→ Document section
........

# City dump



## carobran (Mar 1, 2012)

Wet out to the city dump today and looked around.I wasn't sure how big it was going to be or how many bottles it would have.Well,it was big,and covered in bottles.The top looked to be 30s-40s in a couple places and 50s-60s in the rest.We only had a couple hours so did'nt do alot of real digging,mostly just seeing what we could find on the surface and where the older places were.We're going to try and go back tomorrow afternoon before the rain hits.It looks like we could find some nice sodas here,I found a 10-2-4 embossed Dr.Pepper laying on the surface,it had a large chunk missing from the lip though.Heres the gate.


----------



## carobran (Mar 1, 2012)

trail


----------



## carobran (Mar 1, 2012)

The dump


----------



## carobran (Mar 1, 2012)

Decapited D-Patent from Newton,MS.Newton is a small town,so this would have probably been a pretty scarce coke.


----------



## carobran (Mar 1, 2012)

broken Christmas coke from McComb,Miss.


----------



## carobran (Mar 1, 2012)

Abm cork top


----------



## carobran (Mar 1, 2012)

Embossed 10-2-4 Dr.Pepper.This one didn't have a town name on the bottom but we found a couple broken ones that were from Kosciusko.


----------



## carobran (Mar 1, 2012)

Amber Orange Crush.The label was almost completely gone on it though.


----------



## carobran (Mar 1, 2012)

Kickapoo.Does anyone know if this is connected with the Kickapoo Juice Acls?I'll post this in the soda section too.


----------



## CreekWalker (Mar 1, 2012)

That kickapoo is a pancake syrup . Happy hunting and good luck!


----------



## blobbottlebob (Mar 1, 2012)

Hey Carobran,
 Thanks for taking us along. That Kickapoo bottle looks like it could be syrup??? I have never heard of a kickapoo soda or juice - just Kickapoo Indian Oil - which certainly wouldn't come in that bottle.


----------



## carobran (Mar 1, 2012)

My dad found this sign.It reads"CLARKS PHARMACY".


----------



## carobran (Mar 1, 2012)

> ORIGINAL: blobbottlebob
> 
> Hey Carobran,
> Thanks for taking us along. That Kickapoo bottle looks like it could be syrup??? I have never heard of a kickapoo soda or juice - just Kickapoo Indian Oil - which certainly wouldn't come in that bottle.


 Yeah,It looks like a syrup bottle to me too.There was a post about a Kickapoo Juice bottle in the Sodas forum a few days ago.


----------



## epackage (Mar 1, 2012)

> ORIGINAL:  carobran
> Decapited D-Patent from Newton,MS.Newton is a small town,so this would have probably been a pretty scarce coke.

........

→ Dataset content
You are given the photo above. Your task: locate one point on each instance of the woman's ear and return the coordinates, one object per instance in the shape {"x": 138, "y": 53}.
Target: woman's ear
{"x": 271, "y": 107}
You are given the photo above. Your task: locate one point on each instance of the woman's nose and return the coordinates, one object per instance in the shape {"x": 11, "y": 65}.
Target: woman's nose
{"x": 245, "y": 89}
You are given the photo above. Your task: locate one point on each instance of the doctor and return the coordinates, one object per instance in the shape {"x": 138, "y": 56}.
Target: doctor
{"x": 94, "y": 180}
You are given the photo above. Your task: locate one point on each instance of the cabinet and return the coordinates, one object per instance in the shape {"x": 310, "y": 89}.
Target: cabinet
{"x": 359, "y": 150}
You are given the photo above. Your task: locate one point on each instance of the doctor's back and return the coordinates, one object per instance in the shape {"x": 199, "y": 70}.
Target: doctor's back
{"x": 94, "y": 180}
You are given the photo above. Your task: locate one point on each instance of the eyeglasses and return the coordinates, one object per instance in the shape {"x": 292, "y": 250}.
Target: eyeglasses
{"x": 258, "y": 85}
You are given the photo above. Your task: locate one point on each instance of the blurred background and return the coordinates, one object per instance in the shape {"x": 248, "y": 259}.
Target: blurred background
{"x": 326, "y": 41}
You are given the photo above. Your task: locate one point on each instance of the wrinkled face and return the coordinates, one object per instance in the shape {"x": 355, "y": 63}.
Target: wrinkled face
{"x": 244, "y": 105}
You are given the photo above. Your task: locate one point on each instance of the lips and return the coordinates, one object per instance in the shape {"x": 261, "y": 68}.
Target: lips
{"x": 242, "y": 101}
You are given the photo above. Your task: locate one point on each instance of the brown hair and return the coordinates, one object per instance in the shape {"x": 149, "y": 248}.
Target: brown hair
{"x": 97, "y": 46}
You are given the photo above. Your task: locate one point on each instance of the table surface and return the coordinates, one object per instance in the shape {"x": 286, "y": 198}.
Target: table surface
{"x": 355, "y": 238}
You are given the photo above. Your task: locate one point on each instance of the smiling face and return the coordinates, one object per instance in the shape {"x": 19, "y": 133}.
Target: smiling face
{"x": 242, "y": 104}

........

From the city dump thread, copy everything from "Amber Orange Crush.The" down to "soda section too." without altering a word.

Amber Orange Crush.The label was almost completely gone on it though.


----------



## carobran (Mar 1, 2012)

Kickapoo.Does anyone know if this is connected with the Kickapoo Juice Acls?I'll post this in the soda section too.